▶ **Quoted passage**:
[BEGIN]

Premier François Legault’s comments last week in an hour-long podcast interview with host Stephan Bureau are still resonating in the National Assembly and in Alberta.

“Quebecers are saying, ‘There’s no way Trump is going to control the oil we produce in Alberta.’ So, can we export it to Europe through Quebec instead of being stuck with Trump? There’s openness. I feel things are shifting,” Legault said. But he also suggested that a potential project could pass through the northern part of the province and end at the port of Sept-Îles.

“There are projects like that which would have been unthinkable before Trump,” Legault said.

Some Quebec politicians don’t agree. Bloc Québécois Leader Yves-François Blanchet said that “we could discuss at length what constitutes openness among Quebecers or not.” Paradis argued that “there’s one poll showing a certain openness, but to what? ”

Making matters even more contentious, only a few public polls have been conducted on this question.

The most frequently cited one

dates back to February, during the tariff war with the United States.

At the time, a 

SOM-La Presse poll

suggested that 59 per cent of Quebecers would be in favour of a new Energy East project.

Another one by

Nanos Research

, conducted in April, found that nearly half of Quebecers said they somewhat or strongly supported the idea of a trans-Canada pipeline, the lowest rate in Canada.

Legault later told reporters that “we’re a long way from a concrete project” and that any potential environmental assessments would not be skipped.

[END]

▶ **Listed entries**:
[BEGIN]

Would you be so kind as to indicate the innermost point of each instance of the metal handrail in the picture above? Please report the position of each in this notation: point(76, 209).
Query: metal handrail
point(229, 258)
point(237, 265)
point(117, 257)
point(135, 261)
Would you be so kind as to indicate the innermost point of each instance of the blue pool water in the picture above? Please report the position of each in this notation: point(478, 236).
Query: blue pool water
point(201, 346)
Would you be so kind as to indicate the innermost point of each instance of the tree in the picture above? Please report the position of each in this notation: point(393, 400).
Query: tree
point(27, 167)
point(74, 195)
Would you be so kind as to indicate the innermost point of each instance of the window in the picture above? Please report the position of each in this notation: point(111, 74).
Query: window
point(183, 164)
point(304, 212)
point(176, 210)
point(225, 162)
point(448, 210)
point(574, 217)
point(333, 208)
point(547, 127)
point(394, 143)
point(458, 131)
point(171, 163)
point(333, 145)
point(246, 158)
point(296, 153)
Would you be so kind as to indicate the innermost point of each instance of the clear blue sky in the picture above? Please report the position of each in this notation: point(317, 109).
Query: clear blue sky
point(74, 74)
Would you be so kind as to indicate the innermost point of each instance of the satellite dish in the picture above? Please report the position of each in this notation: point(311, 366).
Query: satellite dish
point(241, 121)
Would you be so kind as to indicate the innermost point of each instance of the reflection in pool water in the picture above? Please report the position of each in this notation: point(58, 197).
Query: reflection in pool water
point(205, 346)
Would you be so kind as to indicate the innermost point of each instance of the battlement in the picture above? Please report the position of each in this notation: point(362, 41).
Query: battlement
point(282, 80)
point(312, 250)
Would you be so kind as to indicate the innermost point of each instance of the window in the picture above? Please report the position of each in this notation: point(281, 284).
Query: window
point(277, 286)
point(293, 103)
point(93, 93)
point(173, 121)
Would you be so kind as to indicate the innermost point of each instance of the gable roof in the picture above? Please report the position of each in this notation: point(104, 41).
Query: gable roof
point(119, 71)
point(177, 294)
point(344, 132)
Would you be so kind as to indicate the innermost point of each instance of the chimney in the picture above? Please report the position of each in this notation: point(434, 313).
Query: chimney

[END]

▶ **What you need to do**:
1. Restate as a short list the paragraph of the article on Legault's pipeline comments that begins "Some Quebec politicians don't agree," keeping its main facts.
2. Reproduce word for word the passage of the article on Legault's pipeline comments that starts at "Some Quebec politicians" and ends at "Energy East project.".
3. Take the article on Legault's pipeline comments further, writing on from its final sentence.

▶ **Outputs in order**:
1.
- Some Quebec politicians disagree.
- Bloc Québécois Leader Yves-François Blanchet said "we could discuss at length what constitutes openness among Quebecers or not."
- Paradis argued that one poll shows a certain openness, then asked: openness to what?

2.
Some Quebec politicians don’t agree. Bloc Québécois Leader Yves-François Blanchet said that “we could discuss at length what constitutes openness among Quebecers or not.” Paradis argued that “there’s one poll showing a certain openness, but to what? ”

Making matters even more contentious, only a few public polls have been conducted on this question.

The most frequently cited one

dates back to February, during the tariff war with the United States.

At the time, a 

SOM-La Presse poll

suggested that 59 per cent of Quebecers would be in favour of a new Energy East project.

3.
“We remember there have been past projects that crossed several rivers. We need to look at the impacts and then look at the benefits. What’s positive in each of the projects, if any concrete ones are put forward,” Legault said.

Nonetheless, his comments infuriated separatist parties in the province.

While the Parti Québécois is asking “what’s in it for us” and “what are the proposed projects on the table” — so far, there aren’t any — the leftist separatist party Quebec Solidaire attacked the premier for making the mistake of “thinking that pipelines are the solution to the Trump tariff crisis.”

“It’s completely insane. It’s even dogmatic to think that,” said QS parliamentary leader Ruba Ghazal.

She said that pipelines “are destroying our environment,” that there are environmental, social and economic “risks” and that “it’s not profitable.”

She also echoed comments made last week by federal Liberal minister Steven Guilbeault about a peak in oil demand in the coming years, both in Canada and globally.

“When we look around the world, particularly in Europe, where there will be a decline in demand for hydrocarbon energy in the future, well, we’ll find ourselves with infrastructure that we won’t need later,” said Ghazal.

Those comments by separatists came as the PQ was tabling a motion in the National Assembly that called on the government “to use the fiscal means at its disposal to reduce the unfair gap in the price of gasoline with the border provinces, by June 24, 2025.”

The Quebec Liberal Party said that “people are now more open-minded than a couple of years ago.”

“The objective is to increase our independence with respect to the United States energy, with respect to the energy. So, that being said, again, it has to be an analysis project by project, with the environmental criteria being at the forefront,” said interim leader Marc Tanguay.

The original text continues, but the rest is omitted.